> [The task]:
A word-for-word transcription of every record is needed.
--- Records to use ---
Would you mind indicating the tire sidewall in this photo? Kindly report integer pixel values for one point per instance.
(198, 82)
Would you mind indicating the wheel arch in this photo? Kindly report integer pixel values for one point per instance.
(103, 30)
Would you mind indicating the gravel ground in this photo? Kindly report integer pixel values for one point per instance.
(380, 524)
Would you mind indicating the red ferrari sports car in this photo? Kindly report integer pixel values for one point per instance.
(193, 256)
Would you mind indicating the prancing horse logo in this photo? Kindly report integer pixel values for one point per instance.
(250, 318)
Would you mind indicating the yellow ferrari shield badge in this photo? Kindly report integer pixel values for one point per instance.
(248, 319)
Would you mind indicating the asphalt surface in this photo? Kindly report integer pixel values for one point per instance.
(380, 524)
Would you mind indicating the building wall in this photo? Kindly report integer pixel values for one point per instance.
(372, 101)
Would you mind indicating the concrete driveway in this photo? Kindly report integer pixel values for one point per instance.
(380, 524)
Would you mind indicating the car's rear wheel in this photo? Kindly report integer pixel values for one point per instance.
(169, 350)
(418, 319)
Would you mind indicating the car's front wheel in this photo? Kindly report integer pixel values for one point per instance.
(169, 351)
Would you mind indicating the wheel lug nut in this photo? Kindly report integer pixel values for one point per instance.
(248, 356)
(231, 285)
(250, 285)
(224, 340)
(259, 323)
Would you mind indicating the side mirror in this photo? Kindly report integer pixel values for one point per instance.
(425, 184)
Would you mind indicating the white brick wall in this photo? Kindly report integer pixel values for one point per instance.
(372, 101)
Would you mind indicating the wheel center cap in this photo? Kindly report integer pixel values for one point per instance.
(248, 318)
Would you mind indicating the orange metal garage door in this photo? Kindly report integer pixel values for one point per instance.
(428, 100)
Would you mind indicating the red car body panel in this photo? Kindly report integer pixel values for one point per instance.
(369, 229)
---
> [Exercise solution]:
Would you mind indicating the tire sidewall in this photo? Kindly report integer pixel values for one point per instance.
(198, 82)
Would you mind indicating the wheel arch in this photo? Kindly report integer pixel values for one point per instance.
(103, 30)
Would you mind indicating the gravel ground in this photo? Kindly report integer pixel values for one point per instance.
(380, 524)
Would you mind indicating the red ferrari sports car in this photo? Kindly report integer pixel values for one point per instance.
(193, 256)
Would you mind indicating the prancing horse logo in this photo? Kindly report integer pixel values for one point per instance.
(250, 318)
Would you mind indicating the yellow ferrari shield badge in this photo? Kindly report integer pixel values for one point per instance.
(248, 319)
Would you mind indicating the asphalt surface in this photo? Kindly report integer pixel values for one point per instance.
(380, 524)
Would you mind indicating the building wall in this photo? Kindly report integer pixel values for one point per instance.
(372, 101)
Would you mind indicating the concrete driveway in this photo? Kindly report integer pixel values for one point per instance.
(380, 524)
Would you mind indicating the car's rear wheel in this photo? Kindly report integer pixel values for one point per instance.
(169, 350)
(418, 319)
Would you mind indicating the car's front wheel in this photo? Kindly report integer pixel values for one point per instance.
(169, 351)
Would you mind indicating the wheel lug nut in this photo? Kindly report integer pixel values for one point per instance.
(248, 356)
(231, 285)
(250, 285)
(224, 340)
(259, 323)
Would you mind indicating the side mirror in this photo? Kindly report integer pixel values for one point per instance.
(425, 184)
Would you mind indicating the white brick wall in this photo? Kindly report integer pixel values for one point per instance.
(372, 101)
Would you mind indicating the wheel center cap in this photo? Kindly report integer pixel values for one point per instance.
(248, 318)
Would you mind indicating the orange metal garage door in this photo? Kindly report integer pixel values for one point per instance.
(428, 100)
Would you mind indicating the red car body panel in this photo? Kindly report integer pixel values for one point per instance.
(369, 229)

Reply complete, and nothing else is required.